── Exercise materials
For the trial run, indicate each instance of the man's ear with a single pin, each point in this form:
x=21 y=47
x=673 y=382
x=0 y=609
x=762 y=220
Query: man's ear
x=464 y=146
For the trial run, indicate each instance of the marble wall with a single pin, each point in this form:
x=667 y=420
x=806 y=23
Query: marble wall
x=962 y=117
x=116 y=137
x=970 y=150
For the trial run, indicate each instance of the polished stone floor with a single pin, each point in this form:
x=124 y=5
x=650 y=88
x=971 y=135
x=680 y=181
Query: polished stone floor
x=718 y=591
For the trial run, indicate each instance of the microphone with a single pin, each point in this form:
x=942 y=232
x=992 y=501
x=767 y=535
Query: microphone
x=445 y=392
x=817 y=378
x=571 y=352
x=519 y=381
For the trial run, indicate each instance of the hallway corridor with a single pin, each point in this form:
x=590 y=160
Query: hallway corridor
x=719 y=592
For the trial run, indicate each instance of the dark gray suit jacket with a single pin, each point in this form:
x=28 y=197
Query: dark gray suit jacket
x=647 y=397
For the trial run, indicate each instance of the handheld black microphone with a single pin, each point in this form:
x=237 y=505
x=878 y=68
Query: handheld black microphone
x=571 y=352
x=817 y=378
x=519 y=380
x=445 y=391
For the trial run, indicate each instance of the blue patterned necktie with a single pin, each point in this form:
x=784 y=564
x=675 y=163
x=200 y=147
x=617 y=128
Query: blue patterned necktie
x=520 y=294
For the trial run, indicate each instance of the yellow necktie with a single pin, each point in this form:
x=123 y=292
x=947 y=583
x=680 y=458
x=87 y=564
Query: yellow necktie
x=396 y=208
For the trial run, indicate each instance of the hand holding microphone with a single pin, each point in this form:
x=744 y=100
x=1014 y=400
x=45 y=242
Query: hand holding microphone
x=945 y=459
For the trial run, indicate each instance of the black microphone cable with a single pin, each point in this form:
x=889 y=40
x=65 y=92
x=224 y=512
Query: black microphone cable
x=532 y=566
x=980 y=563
────
### Your goal
Word for word, restate the entries that appear above.

### Response to the task
For the trial run, indicate each instance of the man's ear with a single pin, each point in this form:
x=21 y=47
x=673 y=382
x=0 y=609
x=762 y=220
Query: man's ear
x=464 y=146
For the trial run, indicate each instance of the marble wall with a single pin, each point in this form:
x=667 y=420
x=806 y=23
Query: marble wall
x=962 y=117
x=116 y=137
x=970 y=150
For the trial run, indicate each instance of the polished stone floor with a single pin, each point in this form:
x=124 y=5
x=650 y=88
x=971 y=135
x=680 y=181
Query: polished stone floor
x=718 y=591
For the trial run, indicate each instance of the microphone with a single pin, each point in this form:
x=942 y=232
x=992 y=501
x=767 y=535
Query: microphone
x=445 y=392
x=817 y=378
x=571 y=352
x=519 y=381
For the trial run, indicate each instance of the hallway corridor with a single pin, each point in this form:
x=590 y=160
Query: hallway corridor
x=719 y=592
For the trial run, indicate each instance of the dark gray suit jacket with a single pin, each point in this form:
x=28 y=197
Query: dark gray suit jacket
x=647 y=397
For the trial run, indicate each instance of the handheld black microphone with a single pin, each point in this form:
x=237 y=505
x=878 y=68
Query: handheld black microphone
x=571 y=352
x=817 y=378
x=519 y=380
x=445 y=391
For the trial run, indicate each instance of the blue patterned necktie with a single pin, each point in this form:
x=784 y=564
x=675 y=163
x=200 y=147
x=617 y=128
Query: blue patterned necktie
x=520 y=294
For the trial run, indicate each instance of the yellow necktie with a single pin, each point in this form:
x=123 y=292
x=947 y=583
x=680 y=458
x=87 y=564
Query: yellow necktie
x=396 y=208
For the trial run, indicate each instance of the hand holding microphone with a single pin, each point in this form:
x=744 y=100
x=1014 y=400
x=45 y=242
Query: hand holding microphone
x=945 y=459
For the trial run, indicate each instance of the black microphone cable with a single pin, each point in this form:
x=889 y=40
x=65 y=92
x=224 y=512
Query: black microphone cable
x=532 y=566
x=980 y=563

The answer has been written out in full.